Rewrite the lines below, putting "coordinate pairs" in place of "vertex pairs" and leaving everything else untouched.
** start of Provided data **
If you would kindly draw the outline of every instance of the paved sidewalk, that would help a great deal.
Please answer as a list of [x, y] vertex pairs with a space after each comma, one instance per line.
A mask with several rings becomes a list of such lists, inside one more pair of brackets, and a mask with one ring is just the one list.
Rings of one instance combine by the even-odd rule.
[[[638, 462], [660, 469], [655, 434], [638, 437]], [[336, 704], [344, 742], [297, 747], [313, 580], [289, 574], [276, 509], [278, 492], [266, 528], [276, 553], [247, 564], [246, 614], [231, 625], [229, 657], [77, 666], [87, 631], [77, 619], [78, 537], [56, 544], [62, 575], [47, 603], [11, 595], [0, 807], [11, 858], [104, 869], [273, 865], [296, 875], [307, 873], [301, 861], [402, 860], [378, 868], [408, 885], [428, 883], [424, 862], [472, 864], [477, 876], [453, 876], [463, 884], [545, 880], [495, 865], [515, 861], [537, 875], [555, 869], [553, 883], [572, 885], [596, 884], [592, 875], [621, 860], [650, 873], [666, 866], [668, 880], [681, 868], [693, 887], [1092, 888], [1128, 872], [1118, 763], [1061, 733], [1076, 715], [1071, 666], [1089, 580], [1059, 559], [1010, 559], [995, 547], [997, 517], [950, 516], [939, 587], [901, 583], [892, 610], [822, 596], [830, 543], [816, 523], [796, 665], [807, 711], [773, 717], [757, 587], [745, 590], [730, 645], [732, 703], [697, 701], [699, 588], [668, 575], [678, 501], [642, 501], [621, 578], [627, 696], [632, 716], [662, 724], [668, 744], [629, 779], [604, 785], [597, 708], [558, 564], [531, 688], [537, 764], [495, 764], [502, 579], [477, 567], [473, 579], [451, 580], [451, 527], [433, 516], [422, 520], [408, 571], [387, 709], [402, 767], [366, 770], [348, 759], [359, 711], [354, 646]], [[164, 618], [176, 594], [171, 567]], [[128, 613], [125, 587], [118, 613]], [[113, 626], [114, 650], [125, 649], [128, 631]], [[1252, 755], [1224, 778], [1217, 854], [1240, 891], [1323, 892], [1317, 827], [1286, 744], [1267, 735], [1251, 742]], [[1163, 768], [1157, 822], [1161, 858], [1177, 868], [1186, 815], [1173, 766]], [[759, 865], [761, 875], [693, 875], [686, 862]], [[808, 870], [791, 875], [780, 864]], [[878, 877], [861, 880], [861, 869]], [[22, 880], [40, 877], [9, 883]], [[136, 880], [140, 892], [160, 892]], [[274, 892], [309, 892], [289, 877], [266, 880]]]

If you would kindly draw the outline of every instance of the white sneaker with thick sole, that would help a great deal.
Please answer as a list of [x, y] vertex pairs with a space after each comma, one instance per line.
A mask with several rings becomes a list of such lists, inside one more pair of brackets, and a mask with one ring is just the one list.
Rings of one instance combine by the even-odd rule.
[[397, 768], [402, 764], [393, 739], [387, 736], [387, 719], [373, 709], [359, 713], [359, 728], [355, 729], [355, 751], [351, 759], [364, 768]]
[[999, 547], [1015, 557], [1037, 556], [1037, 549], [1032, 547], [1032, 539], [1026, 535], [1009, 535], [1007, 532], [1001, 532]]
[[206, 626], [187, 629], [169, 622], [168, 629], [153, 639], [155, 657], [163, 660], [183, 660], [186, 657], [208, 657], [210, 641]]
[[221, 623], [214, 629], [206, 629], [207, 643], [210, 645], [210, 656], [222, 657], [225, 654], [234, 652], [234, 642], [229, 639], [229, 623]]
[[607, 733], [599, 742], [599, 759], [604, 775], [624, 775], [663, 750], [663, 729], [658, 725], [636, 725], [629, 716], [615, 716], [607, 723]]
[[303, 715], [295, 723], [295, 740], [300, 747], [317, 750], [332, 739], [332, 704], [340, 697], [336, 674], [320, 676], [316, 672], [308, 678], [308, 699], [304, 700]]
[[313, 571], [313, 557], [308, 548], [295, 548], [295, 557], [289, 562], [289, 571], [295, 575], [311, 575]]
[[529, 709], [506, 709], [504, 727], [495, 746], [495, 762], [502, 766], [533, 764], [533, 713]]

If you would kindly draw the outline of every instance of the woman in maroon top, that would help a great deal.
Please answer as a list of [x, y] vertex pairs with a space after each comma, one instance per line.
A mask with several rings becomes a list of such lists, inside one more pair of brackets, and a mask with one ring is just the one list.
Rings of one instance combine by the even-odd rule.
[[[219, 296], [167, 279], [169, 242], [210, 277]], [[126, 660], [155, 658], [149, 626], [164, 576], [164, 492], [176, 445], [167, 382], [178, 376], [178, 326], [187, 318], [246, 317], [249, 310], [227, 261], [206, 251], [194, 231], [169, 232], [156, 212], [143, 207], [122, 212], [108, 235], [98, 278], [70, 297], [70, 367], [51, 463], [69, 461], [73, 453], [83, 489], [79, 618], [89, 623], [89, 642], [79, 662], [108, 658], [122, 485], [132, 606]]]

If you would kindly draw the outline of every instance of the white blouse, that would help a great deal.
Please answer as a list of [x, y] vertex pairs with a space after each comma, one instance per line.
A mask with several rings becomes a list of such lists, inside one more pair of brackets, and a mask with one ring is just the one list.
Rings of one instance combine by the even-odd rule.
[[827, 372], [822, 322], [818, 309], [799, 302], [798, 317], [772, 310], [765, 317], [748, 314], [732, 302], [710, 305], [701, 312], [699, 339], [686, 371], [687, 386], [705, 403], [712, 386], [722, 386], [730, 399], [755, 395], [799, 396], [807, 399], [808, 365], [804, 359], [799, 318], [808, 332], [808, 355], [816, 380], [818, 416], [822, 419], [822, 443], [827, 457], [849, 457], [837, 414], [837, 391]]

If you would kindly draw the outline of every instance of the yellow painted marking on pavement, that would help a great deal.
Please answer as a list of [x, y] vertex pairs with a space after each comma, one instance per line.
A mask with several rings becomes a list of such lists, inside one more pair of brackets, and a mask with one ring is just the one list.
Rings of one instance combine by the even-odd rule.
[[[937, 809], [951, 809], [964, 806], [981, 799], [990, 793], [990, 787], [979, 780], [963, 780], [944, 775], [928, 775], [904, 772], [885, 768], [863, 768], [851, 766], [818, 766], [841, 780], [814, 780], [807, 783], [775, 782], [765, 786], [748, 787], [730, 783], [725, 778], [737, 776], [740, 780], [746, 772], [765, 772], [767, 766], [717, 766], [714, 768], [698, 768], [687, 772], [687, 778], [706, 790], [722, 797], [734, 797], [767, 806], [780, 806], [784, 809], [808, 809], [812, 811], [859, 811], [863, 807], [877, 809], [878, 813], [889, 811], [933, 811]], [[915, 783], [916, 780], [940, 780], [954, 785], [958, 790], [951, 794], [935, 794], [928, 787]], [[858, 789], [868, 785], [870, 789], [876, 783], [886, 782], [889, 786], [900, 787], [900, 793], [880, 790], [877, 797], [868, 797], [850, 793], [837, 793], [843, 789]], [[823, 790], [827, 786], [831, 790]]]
** end of Provided data **
→ Solution:
If you would kindly draw the outline of every instance of the paved sidewalk, that would help a great deal.
Please answer as a list of [x, y] coordinate pairs with a space after each comma, one instance per line.
A mask with several rings becomes a list of such lists, inside one more pair of brackets, and a mask with one ring is just the one list.
Rings of one instance combine by the even-odd rule.
[[[638, 462], [660, 469], [655, 434], [638, 437]], [[336, 704], [344, 742], [297, 747], [313, 580], [289, 574], [276, 509], [278, 492], [266, 528], [276, 553], [247, 564], [246, 614], [231, 625], [229, 657], [77, 666], [87, 631], [77, 619], [78, 537], [56, 544], [62, 575], [47, 603], [11, 595], [0, 807], [11, 858], [104, 869], [273, 865], [296, 875], [307, 873], [301, 861], [402, 860], [378, 868], [408, 885], [428, 883], [424, 862], [472, 864], [477, 876], [453, 876], [463, 884], [545, 880], [495, 865], [515, 861], [537, 875], [555, 869], [553, 883], [572, 885], [596, 884], [592, 875], [621, 860], [650, 873], [666, 866], [668, 880], [681, 868], [693, 887], [1092, 888], [1128, 872], [1118, 763], [1061, 733], [1076, 715], [1071, 666], [1089, 580], [1059, 559], [1010, 559], [995, 547], [997, 517], [950, 516], [939, 587], [901, 583], [892, 610], [822, 596], [830, 543], [816, 523], [796, 665], [807, 711], [773, 717], [757, 587], [745, 590], [730, 645], [732, 703], [697, 701], [699, 588], [668, 575], [678, 501], [642, 501], [621, 578], [627, 696], [632, 716], [662, 724], [668, 744], [629, 779], [604, 785], [597, 708], [558, 564], [531, 688], [537, 764], [495, 764], [502, 579], [477, 567], [473, 579], [451, 580], [451, 527], [433, 516], [422, 520], [408, 571], [387, 709], [402, 767], [366, 770], [348, 759], [359, 711], [354, 646]], [[164, 618], [176, 594], [171, 567]], [[128, 613], [125, 587], [118, 613]], [[113, 626], [114, 650], [125, 649], [128, 631]], [[1252, 755], [1224, 778], [1217, 854], [1240, 891], [1323, 892], [1317, 827], [1286, 744], [1267, 735], [1251, 742]], [[1163, 768], [1157, 822], [1161, 858], [1177, 868], [1186, 815], [1173, 766]], [[759, 865], [761, 875], [693, 875], [686, 862]], [[808, 870], [791, 875], [780, 864]], [[878, 877], [861, 880], [861, 869]], [[22, 880], [40, 877], [9, 883]], [[136, 880], [140, 892], [160, 892]], [[274, 892], [309, 892], [289, 877], [266, 880]]]

If you would kindly draw the outline of every instance of the white sneaker with thick sole, that would help a great deal.
Please answer as a list of [x, y] coordinate pairs with a space after each comma, one instance per line.
A mask with several rings becomes a list of such lists, inside one more pair of brackets, and a mask with one ring is just the one list.
Rings of one instance combine by the even-odd rule.
[[397, 768], [402, 764], [393, 739], [387, 736], [387, 719], [373, 709], [359, 713], [359, 728], [355, 729], [355, 751], [351, 759], [364, 768]]
[[999, 547], [1015, 557], [1037, 556], [1037, 549], [1032, 547], [1032, 539], [1026, 535], [1009, 535], [1007, 532], [1001, 532]]
[[206, 626], [187, 629], [169, 622], [168, 629], [153, 639], [155, 657], [163, 660], [183, 660], [186, 657], [208, 657], [210, 641]]
[[221, 623], [214, 629], [206, 629], [207, 643], [210, 645], [210, 656], [222, 657], [225, 654], [234, 652], [234, 642], [229, 639], [229, 623]]
[[607, 733], [599, 742], [599, 759], [604, 775], [624, 775], [663, 750], [663, 729], [658, 725], [636, 725], [629, 716], [615, 716], [607, 723]]
[[303, 715], [295, 723], [295, 740], [300, 747], [317, 750], [332, 739], [332, 704], [340, 697], [336, 674], [320, 676], [316, 672], [308, 678], [308, 699], [304, 700]]
[[313, 571], [313, 557], [308, 548], [295, 548], [295, 557], [289, 562], [289, 571], [295, 575], [311, 575]]
[[529, 709], [506, 709], [504, 727], [495, 746], [495, 762], [502, 766], [533, 764], [533, 713]]

If you would kindly draw the outline of every instance of the woman in maroon top, that would help a great deal.
Please answer as a list of [x, y] coordinate pairs with a space after each comma, one instance per line.
A mask with several rings becomes a list of such lists, inside one more pair of brackets, and a mask with one ring is just the one list.
Rings of one instance combine by the even-odd rule.
[[[219, 296], [167, 279], [169, 242], [210, 277]], [[126, 660], [155, 658], [149, 626], [164, 576], [164, 492], [176, 445], [167, 382], [178, 376], [178, 326], [187, 318], [246, 317], [249, 310], [227, 261], [206, 251], [194, 231], [169, 232], [156, 212], [143, 207], [122, 212], [108, 235], [98, 278], [70, 297], [70, 367], [51, 463], [69, 461], [73, 453], [83, 489], [79, 618], [89, 623], [89, 642], [79, 662], [108, 658], [122, 485], [132, 606]]]

If you would kindly draw the outline of every instance of the white blouse, that would help a great deal.
Please answer as a list of [x, y] coordinate pairs with a space after each comma, one instance per line.
A mask with several rings becomes a list of such lists, inside one more pair of brackets, and a mask with one ring is just the one list.
Rings of one instance combine by the even-odd rule.
[[827, 372], [822, 322], [818, 309], [799, 302], [798, 317], [772, 310], [765, 317], [748, 314], [732, 302], [710, 305], [701, 312], [699, 339], [686, 371], [687, 386], [705, 403], [712, 386], [722, 386], [730, 399], [755, 395], [799, 396], [807, 399], [808, 365], [804, 359], [799, 318], [808, 332], [808, 355], [816, 380], [818, 416], [822, 419], [822, 443], [827, 457], [849, 457], [837, 414], [837, 391]]

If you would kindly draw the outline of every instance of the yellow painted marking on pavement, that would help a great deal.
Please answer as a list of [x, y] coordinate pairs with a space after each comma, one instance per line.
A mask with several rings becomes a list of such lists, inside one more pair of brackets, and a mask with one ring is just the one list.
Rings of one instance combine by the even-odd rule.
[[[937, 809], [951, 809], [964, 806], [981, 799], [990, 793], [990, 787], [979, 780], [963, 780], [944, 775], [928, 775], [904, 772], [885, 768], [863, 768], [851, 766], [818, 766], [841, 780], [814, 780], [807, 783], [775, 782], [765, 786], [748, 787], [730, 783], [725, 778], [737, 776], [740, 780], [746, 772], [765, 772], [767, 766], [717, 766], [714, 768], [698, 768], [687, 772], [687, 778], [706, 790], [722, 797], [734, 797], [767, 806], [780, 806], [784, 809], [808, 809], [812, 811], [859, 811], [863, 807], [877, 809], [878, 813], [889, 811], [933, 811]], [[915, 783], [916, 780], [940, 780], [954, 785], [958, 790], [951, 794], [935, 794], [928, 787]], [[858, 789], [868, 785], [870, 789], [876, 783], [886, 782], [889, 786], [900, 787], [900, 793], [880, 790], [877, 797], [868, 797], [850, 793], [837, 793], [843, 789]], [[823, 790], [827, 786], [831, 790]]]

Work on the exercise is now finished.